Extract ::
CMNEE: A Large-Scale Document-Level Event Extraction Dataset based on Open-Source Chinese Military News
Mengna Zhu, Zijie Xu, Kaisheng Zeng, Kaiming Xiao, Mao Wang, Wenjun Ke, Hongbin Huang
TL;DR
CMNEE introduces a large-scale, document-level dataset for open-source Chinese military news event extraction, addressing data scarcity in this domain. It comprises 17,000 documents and 29,223 manually annotated events across 8 event types and 11 argument roles, with a two-stage, multi-turn annotation workflow and explicit quality controls. A comprehensive benchmark across several model families shows that military-domain event extraction remains challenging, with trigger information and co-reference arguments significantly impacting performance. The dataset, along with code and data, provides a valuable resource to push forward research on multi-event, document-level extraction in specialized domains. CMNEE thus serves as a foundational resource to advance practical military information extraction and related decision-support applications.

Recorded data ::

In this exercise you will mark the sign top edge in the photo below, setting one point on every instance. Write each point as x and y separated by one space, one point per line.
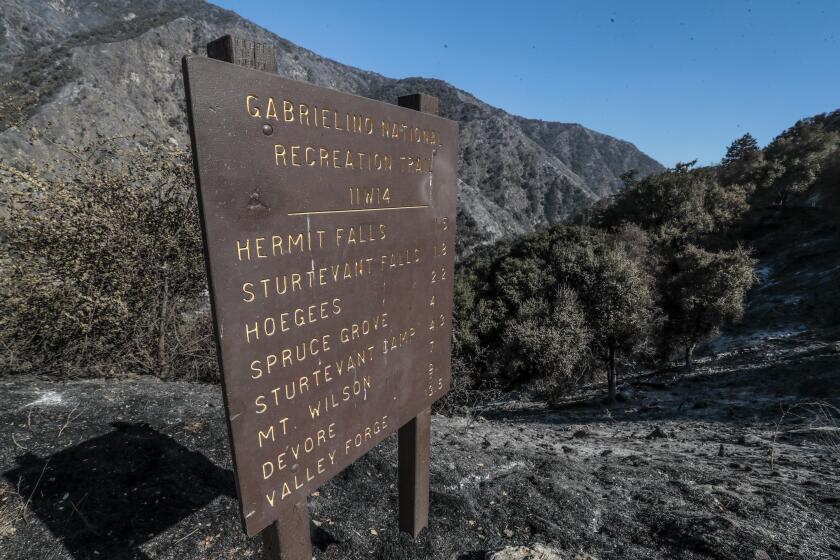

What is asked ::
[A] According to the CMNEE dataset summary, how many events were manually annotated?
[B] Write the next few sentences of the CMNEE dataset summary, starting after its final sentence.

The responses ::
[A] 29,223 events

[B]
Abstract
Extracting structured event knowledge, including event triggers and corresponding arguments, from military texts is fundamental to many applications, such as intelligence analysis and decision assistance. However, event extraction in the military field faces the data scarcity problem, which impedes the research of event extraction models in this domain. To alleviate this problem, we propose CMNEE, a large-scale, document-level open-source Chinese Military News Event Extraction dataset. It contains 17,000 documents and 29,223 events, which are all manually annotated based on a pre-defined schema for the military domain including 8 event types and 11 argument role types. We designed a two-stage, multi-turns annotation strategy to ensure the quality of CMNEE and reproduced several state-of-the-art event extraction models with a systematic evaluation. The experimental results on CMNEE fall shorter than those on other domain datasets obviously, which demonstrates that event extraction for military domain poses unique challenges and requires further research efforts. Our code and data can be obtained from https://github.com/Mzzzhu/CMNEE.